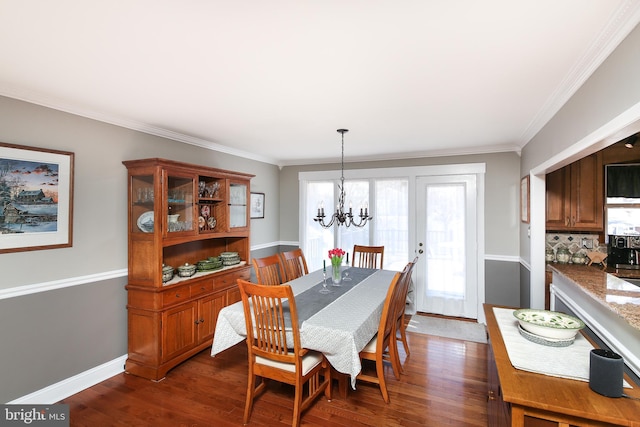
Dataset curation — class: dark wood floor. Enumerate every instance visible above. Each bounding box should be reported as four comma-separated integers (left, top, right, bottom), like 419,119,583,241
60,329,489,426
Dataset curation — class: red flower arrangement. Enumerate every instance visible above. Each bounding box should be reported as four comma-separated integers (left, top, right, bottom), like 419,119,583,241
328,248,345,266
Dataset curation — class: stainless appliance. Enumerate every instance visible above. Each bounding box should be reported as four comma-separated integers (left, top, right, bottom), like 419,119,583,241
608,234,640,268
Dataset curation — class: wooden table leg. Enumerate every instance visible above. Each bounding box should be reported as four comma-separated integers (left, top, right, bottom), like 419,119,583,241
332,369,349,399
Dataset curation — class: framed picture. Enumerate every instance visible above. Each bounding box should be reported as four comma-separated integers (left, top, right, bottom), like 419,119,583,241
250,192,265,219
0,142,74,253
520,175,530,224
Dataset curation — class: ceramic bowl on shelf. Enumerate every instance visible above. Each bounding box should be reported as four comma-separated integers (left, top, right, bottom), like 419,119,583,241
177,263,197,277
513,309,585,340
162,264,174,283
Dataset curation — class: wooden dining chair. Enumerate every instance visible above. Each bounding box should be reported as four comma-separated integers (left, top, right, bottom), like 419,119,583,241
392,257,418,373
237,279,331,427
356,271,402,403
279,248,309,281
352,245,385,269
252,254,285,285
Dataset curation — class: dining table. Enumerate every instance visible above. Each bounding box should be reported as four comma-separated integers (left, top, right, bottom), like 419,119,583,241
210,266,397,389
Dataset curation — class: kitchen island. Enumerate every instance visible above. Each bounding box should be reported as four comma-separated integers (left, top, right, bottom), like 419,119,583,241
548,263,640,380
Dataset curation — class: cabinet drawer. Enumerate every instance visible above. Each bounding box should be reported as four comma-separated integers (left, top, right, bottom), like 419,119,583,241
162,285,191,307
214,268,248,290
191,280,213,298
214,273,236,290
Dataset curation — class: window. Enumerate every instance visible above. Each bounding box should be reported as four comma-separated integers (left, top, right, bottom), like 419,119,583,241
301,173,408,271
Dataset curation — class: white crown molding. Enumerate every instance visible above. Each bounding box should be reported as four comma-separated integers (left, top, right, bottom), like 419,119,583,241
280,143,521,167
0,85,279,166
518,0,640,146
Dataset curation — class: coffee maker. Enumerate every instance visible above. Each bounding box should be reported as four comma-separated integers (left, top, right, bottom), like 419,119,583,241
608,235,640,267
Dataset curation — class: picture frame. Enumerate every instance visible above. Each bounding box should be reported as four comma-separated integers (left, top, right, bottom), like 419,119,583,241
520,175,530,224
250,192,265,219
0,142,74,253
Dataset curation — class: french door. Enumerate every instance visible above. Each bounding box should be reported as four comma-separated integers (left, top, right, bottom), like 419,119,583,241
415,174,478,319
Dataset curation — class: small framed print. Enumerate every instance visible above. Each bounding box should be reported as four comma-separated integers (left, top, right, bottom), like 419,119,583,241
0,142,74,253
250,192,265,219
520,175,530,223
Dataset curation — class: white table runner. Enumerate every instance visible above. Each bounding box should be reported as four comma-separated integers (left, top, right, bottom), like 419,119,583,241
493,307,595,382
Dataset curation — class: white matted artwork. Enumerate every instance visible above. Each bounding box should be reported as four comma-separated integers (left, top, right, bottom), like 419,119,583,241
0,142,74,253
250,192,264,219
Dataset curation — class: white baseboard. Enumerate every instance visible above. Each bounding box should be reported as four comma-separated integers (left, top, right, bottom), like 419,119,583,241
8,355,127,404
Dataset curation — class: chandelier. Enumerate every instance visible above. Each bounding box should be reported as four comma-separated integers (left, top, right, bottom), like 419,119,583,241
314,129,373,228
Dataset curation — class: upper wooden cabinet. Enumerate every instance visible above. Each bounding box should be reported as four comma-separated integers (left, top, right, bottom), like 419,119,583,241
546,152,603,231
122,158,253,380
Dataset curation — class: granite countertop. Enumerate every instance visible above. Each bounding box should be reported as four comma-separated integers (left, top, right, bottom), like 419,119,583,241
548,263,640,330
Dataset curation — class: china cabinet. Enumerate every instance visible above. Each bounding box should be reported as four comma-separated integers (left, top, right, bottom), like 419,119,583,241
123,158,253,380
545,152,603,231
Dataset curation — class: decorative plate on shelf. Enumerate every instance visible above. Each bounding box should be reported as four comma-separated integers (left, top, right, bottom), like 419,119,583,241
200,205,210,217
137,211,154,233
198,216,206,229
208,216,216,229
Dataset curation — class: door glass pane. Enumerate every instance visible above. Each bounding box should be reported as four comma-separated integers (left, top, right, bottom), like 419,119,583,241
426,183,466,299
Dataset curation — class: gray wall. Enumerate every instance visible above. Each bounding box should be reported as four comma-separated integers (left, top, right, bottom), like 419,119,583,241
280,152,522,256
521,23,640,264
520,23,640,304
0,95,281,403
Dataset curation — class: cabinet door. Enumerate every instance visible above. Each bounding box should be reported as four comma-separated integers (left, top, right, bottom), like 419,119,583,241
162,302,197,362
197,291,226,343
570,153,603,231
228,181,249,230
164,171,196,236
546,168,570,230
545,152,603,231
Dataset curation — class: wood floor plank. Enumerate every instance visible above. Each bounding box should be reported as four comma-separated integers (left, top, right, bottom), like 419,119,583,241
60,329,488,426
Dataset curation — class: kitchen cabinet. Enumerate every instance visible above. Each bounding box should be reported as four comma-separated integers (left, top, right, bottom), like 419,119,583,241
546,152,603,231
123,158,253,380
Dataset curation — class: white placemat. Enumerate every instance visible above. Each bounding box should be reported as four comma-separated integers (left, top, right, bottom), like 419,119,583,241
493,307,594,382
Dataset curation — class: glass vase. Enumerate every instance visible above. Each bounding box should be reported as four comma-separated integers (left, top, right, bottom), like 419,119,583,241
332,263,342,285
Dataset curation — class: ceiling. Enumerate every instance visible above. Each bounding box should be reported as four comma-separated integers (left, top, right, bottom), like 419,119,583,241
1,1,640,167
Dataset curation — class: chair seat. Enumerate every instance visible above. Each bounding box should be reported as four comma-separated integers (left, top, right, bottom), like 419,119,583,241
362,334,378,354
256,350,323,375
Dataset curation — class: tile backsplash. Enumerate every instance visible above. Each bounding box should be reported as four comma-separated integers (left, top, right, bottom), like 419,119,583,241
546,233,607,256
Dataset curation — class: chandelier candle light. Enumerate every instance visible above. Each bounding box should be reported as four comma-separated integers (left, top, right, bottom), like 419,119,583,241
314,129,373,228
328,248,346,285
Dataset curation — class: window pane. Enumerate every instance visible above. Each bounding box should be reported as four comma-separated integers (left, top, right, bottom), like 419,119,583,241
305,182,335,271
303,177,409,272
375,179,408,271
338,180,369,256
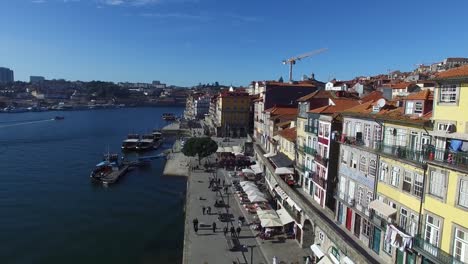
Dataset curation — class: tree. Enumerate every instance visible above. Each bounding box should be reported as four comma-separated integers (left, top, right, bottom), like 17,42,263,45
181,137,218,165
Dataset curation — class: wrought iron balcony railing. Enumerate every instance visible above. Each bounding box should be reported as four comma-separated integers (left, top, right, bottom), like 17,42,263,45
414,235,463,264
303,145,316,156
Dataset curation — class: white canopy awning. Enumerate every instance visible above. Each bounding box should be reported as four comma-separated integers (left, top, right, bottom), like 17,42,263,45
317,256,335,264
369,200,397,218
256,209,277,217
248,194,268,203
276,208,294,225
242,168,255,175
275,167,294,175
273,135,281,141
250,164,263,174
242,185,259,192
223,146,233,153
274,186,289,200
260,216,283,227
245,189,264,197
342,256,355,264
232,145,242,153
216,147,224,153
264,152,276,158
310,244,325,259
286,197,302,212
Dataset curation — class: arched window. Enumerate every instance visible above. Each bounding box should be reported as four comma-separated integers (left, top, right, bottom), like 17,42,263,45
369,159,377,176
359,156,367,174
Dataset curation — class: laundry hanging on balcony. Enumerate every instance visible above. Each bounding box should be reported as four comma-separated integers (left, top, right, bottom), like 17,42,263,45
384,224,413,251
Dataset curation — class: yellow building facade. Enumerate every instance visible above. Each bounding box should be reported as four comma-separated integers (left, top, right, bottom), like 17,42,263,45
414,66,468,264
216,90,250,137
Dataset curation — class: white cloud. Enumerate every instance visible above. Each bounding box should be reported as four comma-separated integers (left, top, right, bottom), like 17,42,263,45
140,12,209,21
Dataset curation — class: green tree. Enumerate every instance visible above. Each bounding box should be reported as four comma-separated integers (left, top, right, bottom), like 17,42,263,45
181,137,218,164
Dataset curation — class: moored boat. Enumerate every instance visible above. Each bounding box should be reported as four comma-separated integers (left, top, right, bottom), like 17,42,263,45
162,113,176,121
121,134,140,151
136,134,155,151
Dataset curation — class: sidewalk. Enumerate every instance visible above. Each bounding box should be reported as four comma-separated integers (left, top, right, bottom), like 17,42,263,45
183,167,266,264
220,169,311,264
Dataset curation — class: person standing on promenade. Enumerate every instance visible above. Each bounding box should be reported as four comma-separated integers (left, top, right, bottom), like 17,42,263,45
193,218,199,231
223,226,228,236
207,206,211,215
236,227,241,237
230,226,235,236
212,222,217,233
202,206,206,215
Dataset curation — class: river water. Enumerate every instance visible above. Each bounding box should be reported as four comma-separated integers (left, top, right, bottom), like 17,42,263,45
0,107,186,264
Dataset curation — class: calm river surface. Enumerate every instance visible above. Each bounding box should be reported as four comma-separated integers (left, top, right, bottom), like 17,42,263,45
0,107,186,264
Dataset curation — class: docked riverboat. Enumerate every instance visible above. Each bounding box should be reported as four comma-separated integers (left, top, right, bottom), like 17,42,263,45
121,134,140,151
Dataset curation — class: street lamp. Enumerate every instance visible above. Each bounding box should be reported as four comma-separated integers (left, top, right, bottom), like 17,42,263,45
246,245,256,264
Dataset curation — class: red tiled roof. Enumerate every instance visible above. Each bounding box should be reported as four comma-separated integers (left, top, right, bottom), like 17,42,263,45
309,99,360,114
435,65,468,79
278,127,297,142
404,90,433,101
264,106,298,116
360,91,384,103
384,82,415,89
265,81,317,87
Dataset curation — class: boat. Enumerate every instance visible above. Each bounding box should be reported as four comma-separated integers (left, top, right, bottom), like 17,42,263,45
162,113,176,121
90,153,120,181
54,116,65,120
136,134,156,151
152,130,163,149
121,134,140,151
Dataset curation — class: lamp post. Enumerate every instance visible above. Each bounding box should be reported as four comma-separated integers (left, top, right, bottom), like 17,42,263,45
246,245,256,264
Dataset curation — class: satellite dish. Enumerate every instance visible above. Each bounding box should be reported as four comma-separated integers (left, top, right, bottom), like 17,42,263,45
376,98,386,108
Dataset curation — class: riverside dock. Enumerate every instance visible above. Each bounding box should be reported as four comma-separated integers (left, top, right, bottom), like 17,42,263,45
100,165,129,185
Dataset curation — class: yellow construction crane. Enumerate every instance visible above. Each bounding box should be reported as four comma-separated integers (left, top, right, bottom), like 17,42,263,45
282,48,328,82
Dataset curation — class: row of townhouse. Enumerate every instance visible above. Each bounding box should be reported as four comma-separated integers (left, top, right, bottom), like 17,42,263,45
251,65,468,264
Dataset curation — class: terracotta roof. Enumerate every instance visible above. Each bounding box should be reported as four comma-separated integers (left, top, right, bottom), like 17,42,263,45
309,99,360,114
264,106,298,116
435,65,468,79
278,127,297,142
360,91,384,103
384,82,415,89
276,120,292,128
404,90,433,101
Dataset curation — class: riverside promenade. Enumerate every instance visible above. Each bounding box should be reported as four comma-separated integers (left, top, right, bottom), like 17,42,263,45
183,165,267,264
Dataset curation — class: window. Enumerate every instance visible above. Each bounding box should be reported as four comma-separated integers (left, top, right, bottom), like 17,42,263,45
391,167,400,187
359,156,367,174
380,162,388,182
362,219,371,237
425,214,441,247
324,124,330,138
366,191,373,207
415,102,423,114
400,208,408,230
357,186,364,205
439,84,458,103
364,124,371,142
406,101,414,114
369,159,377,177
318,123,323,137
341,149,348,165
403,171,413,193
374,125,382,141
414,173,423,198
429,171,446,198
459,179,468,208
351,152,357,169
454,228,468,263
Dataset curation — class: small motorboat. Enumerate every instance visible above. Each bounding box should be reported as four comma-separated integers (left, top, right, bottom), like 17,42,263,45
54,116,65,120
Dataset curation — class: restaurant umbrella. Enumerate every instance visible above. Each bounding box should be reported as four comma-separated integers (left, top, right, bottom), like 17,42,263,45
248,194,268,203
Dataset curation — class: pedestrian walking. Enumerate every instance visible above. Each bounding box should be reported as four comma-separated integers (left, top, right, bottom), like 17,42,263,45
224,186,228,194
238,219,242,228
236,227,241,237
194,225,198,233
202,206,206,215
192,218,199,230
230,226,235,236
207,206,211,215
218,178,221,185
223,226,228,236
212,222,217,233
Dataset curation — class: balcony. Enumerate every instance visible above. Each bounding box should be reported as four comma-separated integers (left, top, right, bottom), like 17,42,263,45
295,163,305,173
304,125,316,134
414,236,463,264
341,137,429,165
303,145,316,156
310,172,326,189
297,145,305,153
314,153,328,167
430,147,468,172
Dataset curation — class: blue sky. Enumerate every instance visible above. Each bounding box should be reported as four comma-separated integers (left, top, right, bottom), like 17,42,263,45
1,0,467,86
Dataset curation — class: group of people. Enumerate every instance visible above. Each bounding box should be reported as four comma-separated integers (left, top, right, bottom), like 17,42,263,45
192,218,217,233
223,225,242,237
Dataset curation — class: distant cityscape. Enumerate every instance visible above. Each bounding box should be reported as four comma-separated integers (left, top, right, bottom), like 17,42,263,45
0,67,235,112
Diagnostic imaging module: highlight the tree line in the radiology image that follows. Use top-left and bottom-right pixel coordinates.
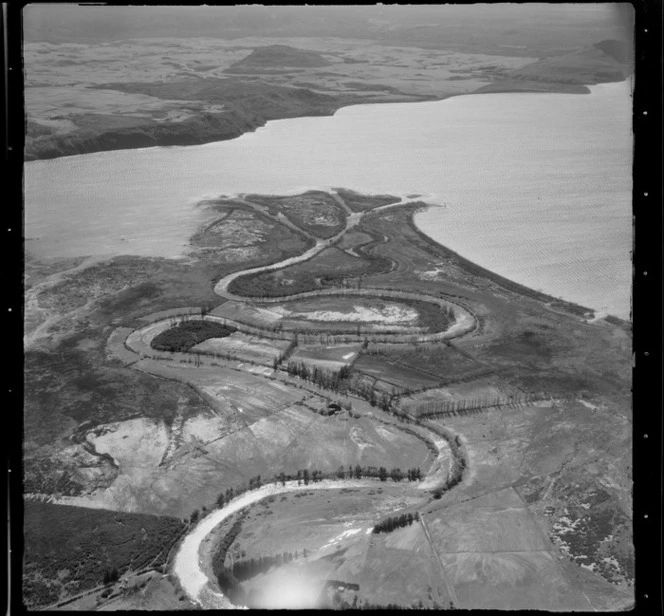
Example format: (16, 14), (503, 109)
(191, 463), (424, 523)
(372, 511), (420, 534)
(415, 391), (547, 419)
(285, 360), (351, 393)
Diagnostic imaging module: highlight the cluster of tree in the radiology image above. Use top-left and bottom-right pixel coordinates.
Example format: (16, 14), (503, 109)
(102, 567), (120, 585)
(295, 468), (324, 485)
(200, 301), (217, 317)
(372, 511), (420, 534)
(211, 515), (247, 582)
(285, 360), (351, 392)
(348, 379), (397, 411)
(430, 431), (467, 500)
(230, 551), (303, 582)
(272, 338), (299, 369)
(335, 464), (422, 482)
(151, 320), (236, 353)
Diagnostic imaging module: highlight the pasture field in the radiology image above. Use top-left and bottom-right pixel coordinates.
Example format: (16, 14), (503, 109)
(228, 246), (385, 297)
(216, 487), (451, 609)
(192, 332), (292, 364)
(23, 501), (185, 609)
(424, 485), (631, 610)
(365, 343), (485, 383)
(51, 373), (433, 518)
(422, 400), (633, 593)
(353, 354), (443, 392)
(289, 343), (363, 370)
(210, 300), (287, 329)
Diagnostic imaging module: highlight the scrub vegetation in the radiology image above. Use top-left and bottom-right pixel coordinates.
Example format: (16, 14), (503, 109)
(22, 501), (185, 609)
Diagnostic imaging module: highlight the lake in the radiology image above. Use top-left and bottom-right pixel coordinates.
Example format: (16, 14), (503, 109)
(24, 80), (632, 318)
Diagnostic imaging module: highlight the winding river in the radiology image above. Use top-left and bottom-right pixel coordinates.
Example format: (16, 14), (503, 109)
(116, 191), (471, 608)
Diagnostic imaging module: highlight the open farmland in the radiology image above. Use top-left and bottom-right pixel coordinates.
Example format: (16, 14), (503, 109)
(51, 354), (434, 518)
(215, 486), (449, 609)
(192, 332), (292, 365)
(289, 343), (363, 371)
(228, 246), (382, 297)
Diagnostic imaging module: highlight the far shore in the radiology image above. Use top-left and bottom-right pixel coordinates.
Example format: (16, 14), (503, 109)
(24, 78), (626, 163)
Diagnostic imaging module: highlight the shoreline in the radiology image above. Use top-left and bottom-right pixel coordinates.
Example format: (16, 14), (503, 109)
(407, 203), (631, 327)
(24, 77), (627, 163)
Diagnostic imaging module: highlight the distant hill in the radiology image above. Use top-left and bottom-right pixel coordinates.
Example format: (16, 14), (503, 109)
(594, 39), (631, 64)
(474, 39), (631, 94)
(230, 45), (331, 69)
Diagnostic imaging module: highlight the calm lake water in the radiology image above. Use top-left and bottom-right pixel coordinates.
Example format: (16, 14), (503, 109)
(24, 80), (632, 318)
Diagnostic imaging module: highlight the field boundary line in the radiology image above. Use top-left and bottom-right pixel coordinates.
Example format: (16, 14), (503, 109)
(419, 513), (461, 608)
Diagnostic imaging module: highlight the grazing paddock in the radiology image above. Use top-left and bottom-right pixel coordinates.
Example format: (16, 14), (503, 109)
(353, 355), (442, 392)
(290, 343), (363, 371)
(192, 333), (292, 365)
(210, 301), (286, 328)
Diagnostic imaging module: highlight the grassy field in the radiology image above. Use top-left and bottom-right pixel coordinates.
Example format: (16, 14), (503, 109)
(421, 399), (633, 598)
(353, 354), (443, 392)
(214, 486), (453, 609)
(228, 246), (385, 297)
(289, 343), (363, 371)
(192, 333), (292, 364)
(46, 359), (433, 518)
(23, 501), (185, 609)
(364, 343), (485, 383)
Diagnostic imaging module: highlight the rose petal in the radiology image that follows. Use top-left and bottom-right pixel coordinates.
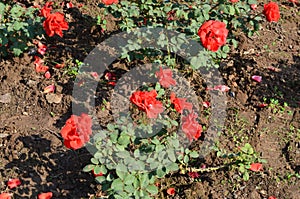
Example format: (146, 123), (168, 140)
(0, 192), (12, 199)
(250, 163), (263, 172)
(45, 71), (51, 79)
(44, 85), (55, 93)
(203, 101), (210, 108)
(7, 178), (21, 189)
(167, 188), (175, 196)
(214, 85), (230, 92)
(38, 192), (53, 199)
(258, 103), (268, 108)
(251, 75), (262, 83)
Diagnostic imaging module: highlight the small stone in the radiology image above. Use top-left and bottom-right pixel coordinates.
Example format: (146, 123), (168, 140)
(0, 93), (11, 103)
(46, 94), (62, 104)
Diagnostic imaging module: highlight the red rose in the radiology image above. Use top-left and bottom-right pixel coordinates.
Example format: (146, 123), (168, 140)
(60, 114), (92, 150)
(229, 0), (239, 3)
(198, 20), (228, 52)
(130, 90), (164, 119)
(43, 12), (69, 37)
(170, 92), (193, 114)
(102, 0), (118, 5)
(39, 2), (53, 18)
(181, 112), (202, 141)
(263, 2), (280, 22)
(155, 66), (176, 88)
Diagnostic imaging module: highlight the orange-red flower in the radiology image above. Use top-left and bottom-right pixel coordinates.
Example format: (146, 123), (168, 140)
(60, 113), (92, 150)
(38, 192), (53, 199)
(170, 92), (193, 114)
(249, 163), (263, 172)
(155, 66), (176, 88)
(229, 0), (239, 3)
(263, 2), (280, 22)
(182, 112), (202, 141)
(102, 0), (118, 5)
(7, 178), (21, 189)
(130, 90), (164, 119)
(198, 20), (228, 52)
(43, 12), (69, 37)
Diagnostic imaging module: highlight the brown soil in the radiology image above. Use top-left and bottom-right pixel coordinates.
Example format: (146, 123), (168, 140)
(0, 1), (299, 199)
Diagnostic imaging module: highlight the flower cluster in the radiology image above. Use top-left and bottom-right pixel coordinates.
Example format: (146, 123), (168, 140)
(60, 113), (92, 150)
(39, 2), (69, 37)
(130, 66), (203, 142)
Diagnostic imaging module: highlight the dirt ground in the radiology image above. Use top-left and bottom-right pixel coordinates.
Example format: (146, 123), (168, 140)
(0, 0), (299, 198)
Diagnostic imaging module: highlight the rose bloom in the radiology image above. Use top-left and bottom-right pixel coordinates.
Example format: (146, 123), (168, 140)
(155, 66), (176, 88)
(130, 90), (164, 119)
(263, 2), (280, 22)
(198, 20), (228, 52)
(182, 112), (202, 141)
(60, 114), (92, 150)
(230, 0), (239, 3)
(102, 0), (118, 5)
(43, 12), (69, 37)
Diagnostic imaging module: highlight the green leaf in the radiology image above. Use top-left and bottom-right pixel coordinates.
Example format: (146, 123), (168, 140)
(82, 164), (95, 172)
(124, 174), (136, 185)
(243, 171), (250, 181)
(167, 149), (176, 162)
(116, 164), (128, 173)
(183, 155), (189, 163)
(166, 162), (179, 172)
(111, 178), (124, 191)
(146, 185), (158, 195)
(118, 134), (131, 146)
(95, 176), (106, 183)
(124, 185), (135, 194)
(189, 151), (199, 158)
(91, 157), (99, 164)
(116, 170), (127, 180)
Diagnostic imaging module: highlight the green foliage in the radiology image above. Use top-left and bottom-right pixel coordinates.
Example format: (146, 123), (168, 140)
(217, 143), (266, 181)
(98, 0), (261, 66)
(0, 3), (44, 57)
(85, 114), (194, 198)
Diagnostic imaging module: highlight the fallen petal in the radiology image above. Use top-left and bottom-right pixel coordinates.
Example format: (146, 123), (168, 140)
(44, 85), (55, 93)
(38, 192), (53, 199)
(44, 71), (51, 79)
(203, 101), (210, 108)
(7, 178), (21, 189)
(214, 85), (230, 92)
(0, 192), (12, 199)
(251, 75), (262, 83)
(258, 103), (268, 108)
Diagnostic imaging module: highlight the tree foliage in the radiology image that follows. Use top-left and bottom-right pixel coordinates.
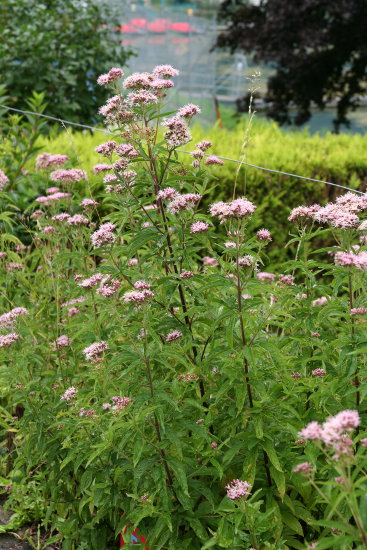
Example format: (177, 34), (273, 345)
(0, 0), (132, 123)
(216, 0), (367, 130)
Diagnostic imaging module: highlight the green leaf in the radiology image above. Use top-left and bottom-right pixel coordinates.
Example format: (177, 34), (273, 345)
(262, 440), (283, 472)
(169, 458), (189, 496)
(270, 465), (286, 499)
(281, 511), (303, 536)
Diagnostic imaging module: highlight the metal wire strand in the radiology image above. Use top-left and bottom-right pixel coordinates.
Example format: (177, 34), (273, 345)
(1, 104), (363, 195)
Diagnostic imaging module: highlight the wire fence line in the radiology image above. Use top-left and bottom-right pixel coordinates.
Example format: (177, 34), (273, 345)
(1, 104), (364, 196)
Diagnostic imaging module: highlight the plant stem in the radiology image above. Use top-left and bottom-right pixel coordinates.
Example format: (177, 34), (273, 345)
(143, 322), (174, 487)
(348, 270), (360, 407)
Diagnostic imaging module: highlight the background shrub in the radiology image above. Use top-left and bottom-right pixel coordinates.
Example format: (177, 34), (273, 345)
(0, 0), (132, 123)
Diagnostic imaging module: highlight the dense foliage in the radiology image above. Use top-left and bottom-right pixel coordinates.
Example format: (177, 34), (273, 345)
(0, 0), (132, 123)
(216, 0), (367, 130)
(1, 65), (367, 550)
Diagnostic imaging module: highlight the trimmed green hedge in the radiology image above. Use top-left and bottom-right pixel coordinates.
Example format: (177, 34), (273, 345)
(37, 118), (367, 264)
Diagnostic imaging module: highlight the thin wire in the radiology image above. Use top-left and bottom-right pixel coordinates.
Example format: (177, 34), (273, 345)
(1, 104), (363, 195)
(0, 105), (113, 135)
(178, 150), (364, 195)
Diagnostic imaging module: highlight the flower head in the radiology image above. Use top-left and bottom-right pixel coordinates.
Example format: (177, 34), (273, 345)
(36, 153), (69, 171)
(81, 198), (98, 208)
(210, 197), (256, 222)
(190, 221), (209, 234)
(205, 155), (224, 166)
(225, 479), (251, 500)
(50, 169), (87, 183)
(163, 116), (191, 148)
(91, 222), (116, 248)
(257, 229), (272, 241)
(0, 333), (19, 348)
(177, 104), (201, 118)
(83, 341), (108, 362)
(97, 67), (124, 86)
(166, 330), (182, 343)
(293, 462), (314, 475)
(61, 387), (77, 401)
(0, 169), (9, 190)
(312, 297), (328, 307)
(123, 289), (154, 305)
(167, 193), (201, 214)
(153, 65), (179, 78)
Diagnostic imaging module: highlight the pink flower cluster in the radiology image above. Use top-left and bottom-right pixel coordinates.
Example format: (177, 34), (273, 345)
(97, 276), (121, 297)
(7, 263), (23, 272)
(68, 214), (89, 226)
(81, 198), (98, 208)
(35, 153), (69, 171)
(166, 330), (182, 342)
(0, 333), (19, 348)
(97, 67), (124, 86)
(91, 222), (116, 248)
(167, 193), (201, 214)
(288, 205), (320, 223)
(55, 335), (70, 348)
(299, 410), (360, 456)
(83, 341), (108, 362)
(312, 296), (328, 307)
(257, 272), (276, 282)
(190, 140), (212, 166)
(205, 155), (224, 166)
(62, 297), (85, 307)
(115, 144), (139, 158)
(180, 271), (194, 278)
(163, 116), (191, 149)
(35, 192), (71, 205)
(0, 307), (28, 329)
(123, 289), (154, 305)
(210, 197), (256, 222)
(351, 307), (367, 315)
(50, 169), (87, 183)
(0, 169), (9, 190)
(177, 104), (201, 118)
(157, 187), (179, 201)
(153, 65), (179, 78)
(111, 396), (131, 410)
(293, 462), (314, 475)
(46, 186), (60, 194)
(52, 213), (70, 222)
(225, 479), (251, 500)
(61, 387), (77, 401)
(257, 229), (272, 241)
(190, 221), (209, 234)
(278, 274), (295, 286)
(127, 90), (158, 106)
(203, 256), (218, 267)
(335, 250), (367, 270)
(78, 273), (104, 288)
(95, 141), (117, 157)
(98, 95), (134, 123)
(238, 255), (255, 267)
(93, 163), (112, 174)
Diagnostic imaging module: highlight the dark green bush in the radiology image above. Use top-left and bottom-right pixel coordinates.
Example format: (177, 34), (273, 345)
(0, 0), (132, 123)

======

Exercise prompt: In the entries above, copy each line that contains the string "wire".

Task solution:
Diagnostic imaging module: highlight the metal wire strand in the radiology image above. Use top-left and bottom-right pixel coordinates.
Diagnostic imaging module: highlight the wire fence line in the radiology image above. Use top-left and bottom-right pixel coordinates.
Diagnostic imaging module: highlight the thin wire in the radiology image above. Use top-left and bottom-right pixel coordinates.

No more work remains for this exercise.